* **Passage**
>>>>

One Sandy volunteer says this project is about much more than just getting the job done — she’s returning the favor.

For Nancy Sorenson, dusting off her nearly 40-year-old Singer was an easy choice. She’s an expert seamstress; over the years she has made all kinds of things like suits and dresses. However, sewing masks for local health care workers on the front line of the COVID-19 fight is perhaps the most meaningful.

"I think people really want something to do. We've just been home long enough," Sorenson said.

As a retiree, she was eager to join the effort especially after her other routine volunteer opportunities were canceled due to COVID-19. "It's just been great for me to have something productive to do," she said.

But, Sorenson said it goes beyond just staying busy. She knows what it's like to go through hard times.

"I had breast cancer when I was 40 and I had a 1-year-old and a not quite 3-year-old," she said. Despite the difficult circumstances she found herself in, friends and neighbors lifted her burden. She had a neighbor regularly take her to chemotherapy and radiation treatments.

"I've had people that have come out of the woodwork and have helped me," she said. "It just saved me."

Then just fifteen years later, at age 55, Sorenson became a widow after losing her husband to melanoma. He passed away only six weeks after they found out he was sick. Once again, she was surprised by the outpouring of love she received during the biggest trial of her life.

"I was at the hospital and my oldest daughter called and said, ‘Mom, you're never gonna believe it. There are four people over here cleaning your house,’" she said. "Nobody even asked. They just showed up!"

Sorenson said it was the feeling of love and camaraderie of those who helped her that allowed her to get through those tough times.

"So, I've got a lot of paying forward to do," Sorensen said with a laugh.

Sorenson is one of about 30,000 volunteers who have dedicated their time to the project so far. She said it takes her about one hour to complete five masks. She and her neighbor are splitting up a kit of 100 masks to complete the task.

Although they are a lot of work, Sorenson said the kits are going really fast.

<<<<

* **Data to examine**

>>>>

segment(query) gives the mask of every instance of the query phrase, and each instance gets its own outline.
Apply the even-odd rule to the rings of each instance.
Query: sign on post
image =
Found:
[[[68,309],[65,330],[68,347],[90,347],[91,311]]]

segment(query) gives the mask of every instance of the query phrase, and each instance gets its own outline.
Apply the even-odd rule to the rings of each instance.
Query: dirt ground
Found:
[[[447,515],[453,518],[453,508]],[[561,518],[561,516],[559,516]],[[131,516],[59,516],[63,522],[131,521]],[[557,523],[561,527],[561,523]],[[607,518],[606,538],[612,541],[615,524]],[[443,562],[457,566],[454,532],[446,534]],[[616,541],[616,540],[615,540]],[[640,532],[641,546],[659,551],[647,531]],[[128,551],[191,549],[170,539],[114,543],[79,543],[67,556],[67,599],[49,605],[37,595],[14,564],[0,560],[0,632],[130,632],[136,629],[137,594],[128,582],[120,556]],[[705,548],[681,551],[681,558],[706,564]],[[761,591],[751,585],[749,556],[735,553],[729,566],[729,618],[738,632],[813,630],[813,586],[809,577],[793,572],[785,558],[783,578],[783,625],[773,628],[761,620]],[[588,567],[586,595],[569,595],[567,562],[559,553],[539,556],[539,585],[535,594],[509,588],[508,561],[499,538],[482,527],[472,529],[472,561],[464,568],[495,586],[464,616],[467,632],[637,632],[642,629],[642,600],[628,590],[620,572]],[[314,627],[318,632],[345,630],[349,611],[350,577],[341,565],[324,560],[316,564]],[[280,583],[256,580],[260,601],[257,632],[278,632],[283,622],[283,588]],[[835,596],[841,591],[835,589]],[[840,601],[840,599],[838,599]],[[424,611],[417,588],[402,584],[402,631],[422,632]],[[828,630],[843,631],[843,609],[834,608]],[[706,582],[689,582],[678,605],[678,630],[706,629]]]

<<<<

* **Work instructions**
1. In the passage, how long does it take Sorenson to complete five masks?
2. Say whether each statement agrees with the passage. Answer yes or no, and quote the words of the passage that decide it.
(a) Sorenson had breast cancer at age 40.
(b) Sorenson's husband died about a year after learning he was sick.
(c) Sorenson is splitting a kit of 100 masks with her daughter.
3. Please write out everything in the passage from "Sorenson said it was" down to "complete the task.".

* **Responses to the exercise**
1. About one hour.

2.
(a) Yes: "I had breast cancer when I was 40"
(b) No: "He passed away only six weeks after they found out he was sick."
(c) No: "She and her neighbor are splitting up a kit of 100 masks to complete the task."

3.
Sorenson said it was the feeling of love and camaraderie of those who helped her that allowed her to get through those tough times.

"So, I've got a lot of paying forward to do," Sorensen said with a laugh.

Sorenson is one of about 30,000 volunteers who have dedicated their time to the project so far. She said it takes her about one hour to complete five masks. She and her neighbor are splitting up a kit of 100 masks to complete the task.